Brief:
Your task is to return the line containing "Where can the player's hand" plus every line after it, exactly and with nothing added.

=== Recorded information ===

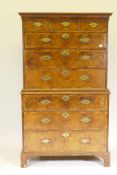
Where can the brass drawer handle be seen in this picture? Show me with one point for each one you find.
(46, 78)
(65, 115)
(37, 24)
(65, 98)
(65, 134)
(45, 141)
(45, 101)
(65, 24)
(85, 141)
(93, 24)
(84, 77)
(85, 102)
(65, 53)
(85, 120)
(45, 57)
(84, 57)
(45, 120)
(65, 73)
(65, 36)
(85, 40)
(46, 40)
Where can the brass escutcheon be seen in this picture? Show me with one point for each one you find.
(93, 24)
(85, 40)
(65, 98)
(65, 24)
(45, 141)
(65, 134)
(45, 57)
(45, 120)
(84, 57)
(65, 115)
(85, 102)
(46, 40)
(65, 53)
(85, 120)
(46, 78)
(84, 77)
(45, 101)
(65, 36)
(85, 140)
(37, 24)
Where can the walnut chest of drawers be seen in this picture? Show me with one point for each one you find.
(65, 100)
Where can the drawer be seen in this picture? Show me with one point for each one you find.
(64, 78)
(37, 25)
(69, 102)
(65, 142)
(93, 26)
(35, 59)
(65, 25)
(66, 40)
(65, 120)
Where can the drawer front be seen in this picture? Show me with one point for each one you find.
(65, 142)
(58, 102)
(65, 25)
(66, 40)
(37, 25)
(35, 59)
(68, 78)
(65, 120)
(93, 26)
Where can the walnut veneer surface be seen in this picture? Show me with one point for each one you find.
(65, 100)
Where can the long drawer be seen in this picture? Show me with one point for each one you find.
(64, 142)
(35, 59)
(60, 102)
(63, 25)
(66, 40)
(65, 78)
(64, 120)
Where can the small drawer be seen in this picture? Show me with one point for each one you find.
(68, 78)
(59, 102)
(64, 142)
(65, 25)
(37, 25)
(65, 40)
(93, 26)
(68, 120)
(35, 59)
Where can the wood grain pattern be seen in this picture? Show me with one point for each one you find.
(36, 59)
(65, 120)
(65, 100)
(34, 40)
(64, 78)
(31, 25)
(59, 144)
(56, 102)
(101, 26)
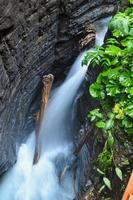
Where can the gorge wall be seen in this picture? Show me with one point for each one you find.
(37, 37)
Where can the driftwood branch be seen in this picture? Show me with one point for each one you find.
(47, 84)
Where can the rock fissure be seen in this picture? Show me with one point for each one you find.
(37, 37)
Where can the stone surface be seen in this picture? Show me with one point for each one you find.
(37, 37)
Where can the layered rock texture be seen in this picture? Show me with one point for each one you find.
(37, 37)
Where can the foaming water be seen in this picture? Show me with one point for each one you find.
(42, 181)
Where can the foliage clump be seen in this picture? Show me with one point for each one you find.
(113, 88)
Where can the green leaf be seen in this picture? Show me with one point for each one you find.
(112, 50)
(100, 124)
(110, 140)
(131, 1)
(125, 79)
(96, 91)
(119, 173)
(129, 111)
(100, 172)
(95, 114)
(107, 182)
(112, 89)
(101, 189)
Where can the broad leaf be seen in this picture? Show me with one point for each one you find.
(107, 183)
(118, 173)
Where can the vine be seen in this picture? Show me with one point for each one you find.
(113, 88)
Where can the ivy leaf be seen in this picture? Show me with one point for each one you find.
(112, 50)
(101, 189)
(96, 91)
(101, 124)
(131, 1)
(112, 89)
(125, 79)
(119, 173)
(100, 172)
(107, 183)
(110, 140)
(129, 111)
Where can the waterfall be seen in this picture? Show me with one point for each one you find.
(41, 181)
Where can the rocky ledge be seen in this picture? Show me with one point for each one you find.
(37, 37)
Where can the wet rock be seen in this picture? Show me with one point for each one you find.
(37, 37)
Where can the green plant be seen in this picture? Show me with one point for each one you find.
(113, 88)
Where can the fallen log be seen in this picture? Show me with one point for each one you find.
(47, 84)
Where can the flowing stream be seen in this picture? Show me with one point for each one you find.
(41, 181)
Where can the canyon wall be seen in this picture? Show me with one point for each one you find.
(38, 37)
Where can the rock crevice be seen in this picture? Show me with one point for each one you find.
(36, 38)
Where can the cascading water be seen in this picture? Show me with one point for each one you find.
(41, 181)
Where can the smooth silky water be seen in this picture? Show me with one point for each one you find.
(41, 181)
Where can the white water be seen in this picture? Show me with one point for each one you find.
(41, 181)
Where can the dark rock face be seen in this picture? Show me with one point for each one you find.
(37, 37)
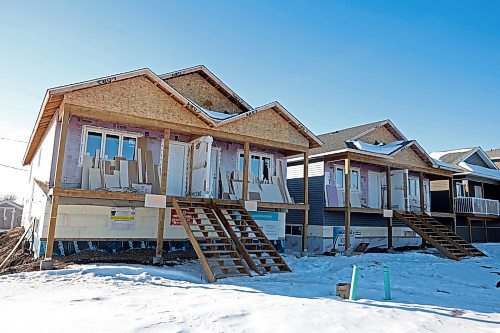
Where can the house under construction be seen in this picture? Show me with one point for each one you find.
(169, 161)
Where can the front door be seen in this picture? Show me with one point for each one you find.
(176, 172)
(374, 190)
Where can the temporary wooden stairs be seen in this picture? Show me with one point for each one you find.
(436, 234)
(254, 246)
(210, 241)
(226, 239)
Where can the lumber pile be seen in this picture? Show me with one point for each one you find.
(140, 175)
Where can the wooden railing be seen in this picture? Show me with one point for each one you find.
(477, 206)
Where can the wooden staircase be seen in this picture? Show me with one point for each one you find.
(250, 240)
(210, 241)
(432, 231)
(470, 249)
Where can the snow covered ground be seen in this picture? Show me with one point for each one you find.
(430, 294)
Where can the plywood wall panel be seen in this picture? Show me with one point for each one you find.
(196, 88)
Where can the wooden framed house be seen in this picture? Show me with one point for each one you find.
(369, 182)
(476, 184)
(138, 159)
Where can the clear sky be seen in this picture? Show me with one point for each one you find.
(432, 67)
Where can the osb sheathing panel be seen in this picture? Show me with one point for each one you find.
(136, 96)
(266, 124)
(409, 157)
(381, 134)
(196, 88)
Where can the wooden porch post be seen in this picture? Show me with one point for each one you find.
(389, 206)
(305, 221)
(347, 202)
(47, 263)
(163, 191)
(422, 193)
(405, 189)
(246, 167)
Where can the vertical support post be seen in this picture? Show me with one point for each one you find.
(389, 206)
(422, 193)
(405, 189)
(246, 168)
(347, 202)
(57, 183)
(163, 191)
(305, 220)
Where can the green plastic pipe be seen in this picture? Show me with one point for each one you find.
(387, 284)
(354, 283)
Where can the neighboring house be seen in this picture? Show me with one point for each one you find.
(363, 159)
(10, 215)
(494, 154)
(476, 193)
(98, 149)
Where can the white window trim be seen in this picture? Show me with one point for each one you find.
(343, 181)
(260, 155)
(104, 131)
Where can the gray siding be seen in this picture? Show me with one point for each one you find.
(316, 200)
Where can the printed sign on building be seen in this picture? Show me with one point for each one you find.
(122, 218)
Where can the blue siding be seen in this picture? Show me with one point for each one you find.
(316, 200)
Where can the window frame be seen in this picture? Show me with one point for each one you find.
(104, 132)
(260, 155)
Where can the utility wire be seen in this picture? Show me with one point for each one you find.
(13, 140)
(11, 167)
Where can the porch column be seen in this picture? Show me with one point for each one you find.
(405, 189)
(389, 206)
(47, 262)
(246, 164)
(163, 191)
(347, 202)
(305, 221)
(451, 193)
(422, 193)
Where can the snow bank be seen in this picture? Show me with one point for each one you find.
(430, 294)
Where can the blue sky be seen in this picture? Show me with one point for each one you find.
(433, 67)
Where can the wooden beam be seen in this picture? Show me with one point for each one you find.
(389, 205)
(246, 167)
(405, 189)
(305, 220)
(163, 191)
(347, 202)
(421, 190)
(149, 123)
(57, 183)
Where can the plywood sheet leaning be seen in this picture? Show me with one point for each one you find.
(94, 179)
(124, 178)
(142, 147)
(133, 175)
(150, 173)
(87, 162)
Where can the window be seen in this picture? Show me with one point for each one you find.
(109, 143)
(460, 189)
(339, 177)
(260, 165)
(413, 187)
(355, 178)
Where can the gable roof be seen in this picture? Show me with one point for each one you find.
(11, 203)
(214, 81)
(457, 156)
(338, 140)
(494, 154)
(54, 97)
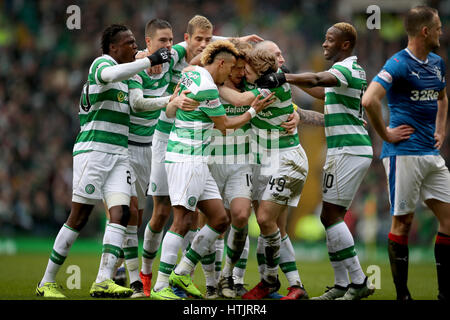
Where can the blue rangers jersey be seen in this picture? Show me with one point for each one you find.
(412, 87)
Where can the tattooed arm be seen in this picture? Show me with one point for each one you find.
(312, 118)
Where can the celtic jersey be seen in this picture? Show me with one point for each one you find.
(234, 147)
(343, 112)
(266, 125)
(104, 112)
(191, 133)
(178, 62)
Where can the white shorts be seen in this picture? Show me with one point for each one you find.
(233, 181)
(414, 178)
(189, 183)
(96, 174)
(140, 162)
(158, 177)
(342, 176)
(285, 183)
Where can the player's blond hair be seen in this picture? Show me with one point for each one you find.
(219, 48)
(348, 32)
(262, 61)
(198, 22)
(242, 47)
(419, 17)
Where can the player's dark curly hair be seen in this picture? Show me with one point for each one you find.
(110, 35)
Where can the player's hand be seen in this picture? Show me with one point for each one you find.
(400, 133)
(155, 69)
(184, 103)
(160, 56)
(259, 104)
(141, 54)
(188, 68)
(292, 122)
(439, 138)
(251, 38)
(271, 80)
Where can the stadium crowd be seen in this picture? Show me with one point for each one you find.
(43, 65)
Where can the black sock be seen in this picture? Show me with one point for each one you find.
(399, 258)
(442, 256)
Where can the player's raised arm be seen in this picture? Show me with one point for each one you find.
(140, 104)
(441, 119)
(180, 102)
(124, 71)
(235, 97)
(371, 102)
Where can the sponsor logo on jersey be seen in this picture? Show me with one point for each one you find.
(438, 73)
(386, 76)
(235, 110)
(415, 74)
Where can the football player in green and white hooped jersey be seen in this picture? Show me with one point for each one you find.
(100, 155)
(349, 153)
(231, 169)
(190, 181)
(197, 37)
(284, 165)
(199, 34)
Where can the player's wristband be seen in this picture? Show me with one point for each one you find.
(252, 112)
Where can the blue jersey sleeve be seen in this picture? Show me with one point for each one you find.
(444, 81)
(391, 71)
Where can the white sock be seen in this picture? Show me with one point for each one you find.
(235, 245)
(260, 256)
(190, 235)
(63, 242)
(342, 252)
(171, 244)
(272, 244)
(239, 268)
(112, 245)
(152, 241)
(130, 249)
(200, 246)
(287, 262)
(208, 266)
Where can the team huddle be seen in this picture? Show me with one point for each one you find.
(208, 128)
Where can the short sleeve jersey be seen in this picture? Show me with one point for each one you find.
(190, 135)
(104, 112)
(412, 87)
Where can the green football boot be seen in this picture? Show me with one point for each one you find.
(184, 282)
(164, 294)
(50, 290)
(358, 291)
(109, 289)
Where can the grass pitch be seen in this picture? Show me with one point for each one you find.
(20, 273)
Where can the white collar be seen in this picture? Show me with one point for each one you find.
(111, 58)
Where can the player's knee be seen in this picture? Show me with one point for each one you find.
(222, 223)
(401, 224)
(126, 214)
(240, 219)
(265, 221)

===

Answer to the task:
Where can the player's hand be seen in this picture? Show me with one point for each one you find.
(400, 133)
(155, 69)
(184, 103)
(160, 56)
(259, 104)
(141, 54)
(188, 68)
(292, 122)
(439, 138)
(251, 38)
(271, 80)
Where can the stadium crowd be seen in this picture? Show me with one point for each one you find.
(43, 65)
Where can the black sock be seen in this picture? Show me with one point for each one you find.
(399, 258)
(442, 256)
Where can the player's raised arm be seen in this picture? Show me with one point for each one you find.
(140, 104)
(441, 119)
(180, 102)
(124, 71)
(235, 97)
(371, 102)
Where can the sponsor logo on jersey be seen in this picture? Show me with one point for each one you find.
(438, 73)
(386, 76)
(235, 110)
(415, 74)
Where can the football player in green and white hooped jersey be seen in this picture? Show me with one point for each one you find.
(100, 155)
(349, 153)
(231, 169)
(190, 181)
(197, 37)
(284, 165)
(199, 34)
Where can the player's wristband be seen in this picture? Show me with one point for each one you find.
(252, 112)
Where can the blue jersey sleeve be seen in this picture? Show me with one point for each one you find.
(444, 81)
(391, 71)
Where can the white sock be seen in this picture? Show me with one point for each one you find.
(235, 245)
(260, 256)
(190, 235)
(63, 242)
(342, 252)
(171, 244)
(272, 244)
(239, 268)
(112, 245)
(152, 241)
(130, 249)
(200, 246)
(287, 262)
(208, 266)
Where can the team huddle be seen in this picture? Show me with one point for each one you find.
(208, 128)
Where can the short sleeve jersey be seen in this picture? Show me with one point for each one you find.
(190, 135)
(104, 112)
(412, 87)
Where can the green football boot be seen in this picture? Show me with one point for each one you find.
(184, 282)
(164, 294)
(50, 290)
(358, 291)
(109, 289)
Where can the grass pitch be seen in this picture? Show me with one point for each one you find.
(20, 273)
Where can the white collar be seen in this picture? Show me with one point for each one you find.
(111, 58)
Where can the player's knee be seen in this picture? Show me with one point for each one you find.
(222, 223)
(401, 224)
(126, 214)
(240, 219)
(265, 221)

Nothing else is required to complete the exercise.